Start of DATA FOR PROCESSING

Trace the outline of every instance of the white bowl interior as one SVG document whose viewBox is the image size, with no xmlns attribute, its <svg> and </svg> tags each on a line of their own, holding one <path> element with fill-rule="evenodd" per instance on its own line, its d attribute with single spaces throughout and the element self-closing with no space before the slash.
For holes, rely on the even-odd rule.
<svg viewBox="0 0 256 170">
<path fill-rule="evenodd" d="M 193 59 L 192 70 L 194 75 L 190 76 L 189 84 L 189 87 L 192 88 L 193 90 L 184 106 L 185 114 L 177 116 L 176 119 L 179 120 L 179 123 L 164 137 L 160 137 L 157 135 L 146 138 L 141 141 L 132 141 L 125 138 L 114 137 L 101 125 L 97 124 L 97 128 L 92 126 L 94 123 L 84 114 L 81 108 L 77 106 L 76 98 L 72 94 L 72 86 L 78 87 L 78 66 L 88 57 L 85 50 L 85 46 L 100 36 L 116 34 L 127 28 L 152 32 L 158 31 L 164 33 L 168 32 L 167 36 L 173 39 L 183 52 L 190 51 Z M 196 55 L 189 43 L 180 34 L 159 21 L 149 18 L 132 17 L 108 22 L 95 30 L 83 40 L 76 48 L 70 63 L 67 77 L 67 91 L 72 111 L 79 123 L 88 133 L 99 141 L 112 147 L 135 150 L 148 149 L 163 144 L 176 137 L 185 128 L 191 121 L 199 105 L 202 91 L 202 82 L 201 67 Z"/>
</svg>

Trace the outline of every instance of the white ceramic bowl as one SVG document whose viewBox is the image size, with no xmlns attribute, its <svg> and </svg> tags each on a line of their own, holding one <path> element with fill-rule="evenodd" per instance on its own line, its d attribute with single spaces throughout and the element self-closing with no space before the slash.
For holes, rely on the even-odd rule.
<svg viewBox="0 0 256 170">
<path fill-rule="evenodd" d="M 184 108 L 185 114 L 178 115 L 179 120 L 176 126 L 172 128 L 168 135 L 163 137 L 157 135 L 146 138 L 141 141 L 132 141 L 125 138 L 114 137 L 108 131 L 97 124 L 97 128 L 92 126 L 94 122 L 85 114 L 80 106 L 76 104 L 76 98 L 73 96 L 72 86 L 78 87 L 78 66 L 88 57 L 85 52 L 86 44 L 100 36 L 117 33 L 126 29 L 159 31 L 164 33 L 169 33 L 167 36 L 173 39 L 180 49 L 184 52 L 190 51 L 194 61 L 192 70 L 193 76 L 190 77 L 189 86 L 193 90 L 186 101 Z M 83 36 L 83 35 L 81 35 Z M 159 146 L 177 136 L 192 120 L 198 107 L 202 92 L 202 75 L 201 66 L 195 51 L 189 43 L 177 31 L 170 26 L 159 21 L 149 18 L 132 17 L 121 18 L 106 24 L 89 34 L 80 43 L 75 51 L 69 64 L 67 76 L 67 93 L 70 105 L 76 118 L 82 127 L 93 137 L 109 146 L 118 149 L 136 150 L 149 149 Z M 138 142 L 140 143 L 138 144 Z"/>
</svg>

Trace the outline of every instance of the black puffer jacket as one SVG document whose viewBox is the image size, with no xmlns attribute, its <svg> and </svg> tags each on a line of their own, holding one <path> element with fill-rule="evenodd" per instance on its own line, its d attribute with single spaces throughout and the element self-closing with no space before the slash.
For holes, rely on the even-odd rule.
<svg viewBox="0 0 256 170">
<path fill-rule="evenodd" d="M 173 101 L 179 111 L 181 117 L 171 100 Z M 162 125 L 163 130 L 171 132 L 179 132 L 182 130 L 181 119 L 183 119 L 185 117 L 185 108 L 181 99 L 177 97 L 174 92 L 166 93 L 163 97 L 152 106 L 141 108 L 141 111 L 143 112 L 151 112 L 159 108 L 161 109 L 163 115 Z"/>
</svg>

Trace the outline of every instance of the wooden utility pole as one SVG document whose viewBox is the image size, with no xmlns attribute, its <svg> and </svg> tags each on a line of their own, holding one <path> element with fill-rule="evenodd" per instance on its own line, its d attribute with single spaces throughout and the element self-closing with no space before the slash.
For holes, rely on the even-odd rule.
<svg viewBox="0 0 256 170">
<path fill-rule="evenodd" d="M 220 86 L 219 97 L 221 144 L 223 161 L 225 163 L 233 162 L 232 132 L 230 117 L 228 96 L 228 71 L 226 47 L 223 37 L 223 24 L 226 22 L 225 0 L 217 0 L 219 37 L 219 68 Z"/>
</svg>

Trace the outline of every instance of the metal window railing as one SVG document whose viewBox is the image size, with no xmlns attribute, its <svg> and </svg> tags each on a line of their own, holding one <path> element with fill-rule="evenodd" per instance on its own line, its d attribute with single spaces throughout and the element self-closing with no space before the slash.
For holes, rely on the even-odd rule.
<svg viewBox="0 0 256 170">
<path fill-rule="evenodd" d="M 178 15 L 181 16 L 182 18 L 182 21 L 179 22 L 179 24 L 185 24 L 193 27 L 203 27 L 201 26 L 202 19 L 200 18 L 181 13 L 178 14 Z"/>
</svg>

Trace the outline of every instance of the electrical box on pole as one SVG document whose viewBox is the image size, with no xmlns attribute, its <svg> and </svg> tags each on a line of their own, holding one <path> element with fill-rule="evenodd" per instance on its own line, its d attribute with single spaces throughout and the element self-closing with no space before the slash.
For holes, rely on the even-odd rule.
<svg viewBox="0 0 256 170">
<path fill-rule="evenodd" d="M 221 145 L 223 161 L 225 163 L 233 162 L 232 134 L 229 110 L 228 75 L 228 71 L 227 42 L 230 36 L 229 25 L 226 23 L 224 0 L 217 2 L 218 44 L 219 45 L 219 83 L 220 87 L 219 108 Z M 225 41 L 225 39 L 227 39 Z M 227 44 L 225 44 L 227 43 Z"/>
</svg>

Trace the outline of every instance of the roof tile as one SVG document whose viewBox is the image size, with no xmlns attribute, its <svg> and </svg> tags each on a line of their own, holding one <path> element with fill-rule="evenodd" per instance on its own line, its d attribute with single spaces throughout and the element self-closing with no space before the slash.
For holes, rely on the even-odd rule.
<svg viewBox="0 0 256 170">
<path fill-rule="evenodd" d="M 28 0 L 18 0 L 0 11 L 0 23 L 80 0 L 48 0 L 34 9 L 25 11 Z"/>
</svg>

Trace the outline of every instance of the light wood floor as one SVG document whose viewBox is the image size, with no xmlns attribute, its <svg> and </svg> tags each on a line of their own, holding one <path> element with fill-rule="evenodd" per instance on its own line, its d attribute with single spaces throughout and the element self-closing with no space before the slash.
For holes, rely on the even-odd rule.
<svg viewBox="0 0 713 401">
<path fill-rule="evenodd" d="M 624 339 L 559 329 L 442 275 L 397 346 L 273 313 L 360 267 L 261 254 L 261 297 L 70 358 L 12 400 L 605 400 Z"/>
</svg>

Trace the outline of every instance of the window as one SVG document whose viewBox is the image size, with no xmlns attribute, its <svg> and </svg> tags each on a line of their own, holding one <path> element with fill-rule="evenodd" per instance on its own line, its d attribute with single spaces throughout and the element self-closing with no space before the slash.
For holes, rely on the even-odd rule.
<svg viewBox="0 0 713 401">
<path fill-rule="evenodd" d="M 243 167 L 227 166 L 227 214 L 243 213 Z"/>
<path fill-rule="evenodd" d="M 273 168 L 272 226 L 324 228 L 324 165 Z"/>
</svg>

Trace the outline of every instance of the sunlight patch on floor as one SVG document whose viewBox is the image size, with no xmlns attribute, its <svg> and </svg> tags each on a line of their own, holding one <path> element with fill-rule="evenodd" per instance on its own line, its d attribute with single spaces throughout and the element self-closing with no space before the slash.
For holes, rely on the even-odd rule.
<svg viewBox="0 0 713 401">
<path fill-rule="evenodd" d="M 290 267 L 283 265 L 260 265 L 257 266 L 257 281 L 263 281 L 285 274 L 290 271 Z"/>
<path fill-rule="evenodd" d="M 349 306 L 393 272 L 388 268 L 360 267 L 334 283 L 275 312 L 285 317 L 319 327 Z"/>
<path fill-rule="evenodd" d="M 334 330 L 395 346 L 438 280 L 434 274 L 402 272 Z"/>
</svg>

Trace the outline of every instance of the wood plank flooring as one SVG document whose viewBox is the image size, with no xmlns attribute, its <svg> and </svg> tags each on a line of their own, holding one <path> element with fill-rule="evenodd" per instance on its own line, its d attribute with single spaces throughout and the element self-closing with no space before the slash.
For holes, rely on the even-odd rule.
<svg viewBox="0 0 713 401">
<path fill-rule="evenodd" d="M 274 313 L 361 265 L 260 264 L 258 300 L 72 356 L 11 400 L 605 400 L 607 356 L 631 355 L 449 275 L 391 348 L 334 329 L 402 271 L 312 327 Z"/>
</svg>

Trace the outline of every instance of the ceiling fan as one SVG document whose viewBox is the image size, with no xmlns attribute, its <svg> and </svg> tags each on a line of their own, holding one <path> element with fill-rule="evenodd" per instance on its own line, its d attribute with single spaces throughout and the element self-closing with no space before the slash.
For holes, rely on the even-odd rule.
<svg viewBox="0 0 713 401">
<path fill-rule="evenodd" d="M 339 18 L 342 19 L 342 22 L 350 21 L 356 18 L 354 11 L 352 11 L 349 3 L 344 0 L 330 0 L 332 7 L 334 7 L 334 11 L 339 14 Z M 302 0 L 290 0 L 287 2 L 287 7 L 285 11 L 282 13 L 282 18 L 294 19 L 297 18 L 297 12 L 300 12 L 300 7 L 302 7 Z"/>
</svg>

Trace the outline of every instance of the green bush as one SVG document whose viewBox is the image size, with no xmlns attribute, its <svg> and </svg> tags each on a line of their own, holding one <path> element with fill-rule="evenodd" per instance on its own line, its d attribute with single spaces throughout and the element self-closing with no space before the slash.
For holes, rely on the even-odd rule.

End of DATA FOR PROCESSING

## [TO DO]
Please retype, exactly as written, every line from the line containing "Trace the outline of every instance of the ceiling" through the last line of the records above, including both of those lines, and nothing else.

## [RESULT OF THE TASK]
Trace the outline of every instance of the ceiling fan as one SVG document whose viewBox is the image size, with no xmlns attribute, its <svg> and </svg> tags each on a line of their own, holding one <path> element with fill-rule="evenodd" per instance on its own line, its d attribute with single spaces throughout and the element self-closing with no space before the slash.
For holes, rely on the even-odd rule.
<svg viewBox="0 0 713 401">
<path fill-rule="evenodd" d="M 339 18 L 342 19 L 342 22 L 350 21 L 356 18 L 354 11 L 352 11 L 349 3 L 344 0 L 330 0 L 332 7 L 334 7 L 334 11 L 339 14 Z M 302 0 L 290 0 L 287 2 L 287 7 L 285 11 L 282 13 L 282 18 L 294 19 L 297 18 L 297 12 L 300 12 L 300 7 L 302 7 Z"/>
</svg>

Trace the outline of every instance of the green bush as one SVG document whose viewBox is the image size, with no xmlns attribute, its <svg> and </svg> tags each on a line of their own, holding one <path> element with fill-rule="evenodd" per instance on its own line, its d attribute with single spaces throughout and the element self-closing with no space before the slash.
For holes, rely on the even-odd rule.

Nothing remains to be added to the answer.